Exercise instructions -
1. In the passage on eye evolution, which two photoreceptor types did eyes have access to from the earliest times?
2. Decide whether each statement below agrees with the passage on eye evolution, answering yes or no and quoting the words of the passage that decide it. (a) Eyes are found only in animals. (b) Eyes have survived in fossils from the Precambrian. (c) Ciliary receptors occur only in deuterostomes.

The following points are made by Michael F. Land (Current Biology 2005 15:R319):

1) The ability to respond to light is common to many forms of life, but eyes themselves -- structures that break up environmental light according to its direction of origin -- are only found in animals. At its simplest, an eye might consist of a small number of light-responsive receptors in a pigmented pit, which shadows some receptors from light in one direction, and others from a different direction. This definition distinguishes an eye from an organ with a single photoreceptor cell, which may indeed be directional because of screening pigment, but which does not allow for spatial vision -- the simultaneous comparison of light intensities in different directions [1]. An alternative starting point for an eye would be for each receptor to have its own pigmented tube, the assemblage forming a convex cushion. In these two proto-eye structures we have the beginnings of the two mutually exclusive ways of building an eye: the single-chambered range of eyes, often misleadingly called "simple", and the compound eyes.

2) Although no eyes survive in fossils from the Precambrian (more than 550 million years ago) it seems certain that eyes like these were present from early in the evolution of the Bilateria [2], long before the Cambrian explosion. Simple pit eyes are still present in flatworms, annelid worms, and molluscs, and in many larval eyes. Proto-compound eyes occur in ark clams and some tube-dwelling polychaetes, where they act as detectors of moving predators. Genetic, developmental, and morphological evidence indicates that from the earliest times eyes had access to two different photoreceptor types: ciliary receptors, in which the photosensitive pigment is displayed on outgrowths of cilia, and rhabdomeric receptors, in which the expanded pigment-containing membrane consists of microvilli. The two receptor types use different transducer cascades, and their opsins -- the protein component of the photopigments -- are also different. Ciliary receptors are typical of deuterostomes (echinoderms and chordates) and rhabdomeric receptors of the protostomes (annelids, molluscs and arthropods), but both types can be found in both lineages. The development of cerebral eyes in both of these lineages has been associated with the Pax-6 control gene, evidently from early in bilaterian evolution.

Excerpted records -
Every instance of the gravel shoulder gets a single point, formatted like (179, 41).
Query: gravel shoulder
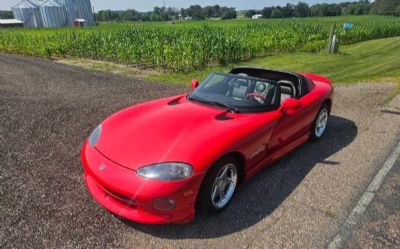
(47, 109)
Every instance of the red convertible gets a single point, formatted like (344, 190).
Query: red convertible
(160, 161)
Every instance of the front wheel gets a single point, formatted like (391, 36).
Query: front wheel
(218, 186)
(320, 123)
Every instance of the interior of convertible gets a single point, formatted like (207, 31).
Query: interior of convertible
(289, 83)
(249, 89)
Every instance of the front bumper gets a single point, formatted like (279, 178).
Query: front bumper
(124, 193)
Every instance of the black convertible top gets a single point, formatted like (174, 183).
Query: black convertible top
(272, 74)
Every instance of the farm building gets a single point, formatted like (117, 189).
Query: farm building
(11, 23)
(53, 13)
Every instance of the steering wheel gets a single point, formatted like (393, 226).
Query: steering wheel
(258, 95)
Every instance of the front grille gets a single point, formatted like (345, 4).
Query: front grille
(130, 202)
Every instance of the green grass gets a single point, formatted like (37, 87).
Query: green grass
(187, 46)
(375, 60)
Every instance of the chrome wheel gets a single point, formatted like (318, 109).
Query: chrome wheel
(322, 121)
(224, 186)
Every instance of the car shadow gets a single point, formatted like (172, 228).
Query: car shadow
(259, 197)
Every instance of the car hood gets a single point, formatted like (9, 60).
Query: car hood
(166, 130)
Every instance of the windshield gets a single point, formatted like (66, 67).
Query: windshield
(236, 92)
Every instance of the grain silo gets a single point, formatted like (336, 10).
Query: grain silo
(28, 12)
(84, 10)
(71, 10)
(53, 14)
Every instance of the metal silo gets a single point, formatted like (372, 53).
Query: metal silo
(84, 10)
(53, 14)
(70, 7)
(28, 12)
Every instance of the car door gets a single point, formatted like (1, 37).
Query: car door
(292, 127)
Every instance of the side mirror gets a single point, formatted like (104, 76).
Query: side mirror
(194, 84)
(290, 104)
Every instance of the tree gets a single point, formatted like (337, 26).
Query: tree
(250, 13)
(229, 14)
(386, 7)
(276, 13)
(301, 10)
(267, 11)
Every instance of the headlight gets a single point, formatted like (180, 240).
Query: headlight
(166, 171)
(95, 136)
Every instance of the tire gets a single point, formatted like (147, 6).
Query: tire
(209, 200)
(320, 123)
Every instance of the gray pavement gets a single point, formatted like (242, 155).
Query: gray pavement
(47, 109)
(379, 227)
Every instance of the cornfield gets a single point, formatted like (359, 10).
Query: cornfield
(185, 46)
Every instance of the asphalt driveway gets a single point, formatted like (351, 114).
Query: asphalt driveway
(47, 109)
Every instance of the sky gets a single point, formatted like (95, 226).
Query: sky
(146, 5)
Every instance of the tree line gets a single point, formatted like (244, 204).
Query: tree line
(302, 9)
(195, 12)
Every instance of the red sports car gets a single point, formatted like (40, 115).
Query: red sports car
(159, 161)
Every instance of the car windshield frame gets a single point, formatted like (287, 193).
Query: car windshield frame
(223, 101)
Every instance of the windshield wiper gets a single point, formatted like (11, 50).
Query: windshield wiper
(214, 103)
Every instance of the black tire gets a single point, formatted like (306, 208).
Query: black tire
(314, 134)
(204, 203)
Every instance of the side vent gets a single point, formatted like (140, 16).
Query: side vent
(223, 117)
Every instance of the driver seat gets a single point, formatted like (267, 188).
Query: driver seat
(288, 90)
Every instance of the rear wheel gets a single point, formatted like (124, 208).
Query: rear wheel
(219, 186)
(320, 123)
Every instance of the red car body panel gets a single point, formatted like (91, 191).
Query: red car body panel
(177, 130)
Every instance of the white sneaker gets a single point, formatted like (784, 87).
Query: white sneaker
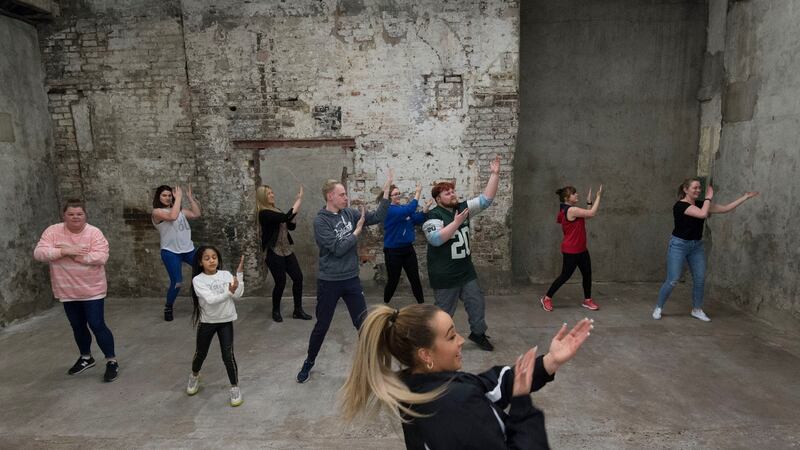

Completed exercise -
1. Ciliary receptors and rhabdomeric receptors.

2.
(a) Yes: "eyes themselves -- structures that break up environmental light according to its direction of origin -- are only found in animals"
(b) No: "no eyes survive in fossils from the Precambrian"
(c) No: "but both types can be found in both lineages"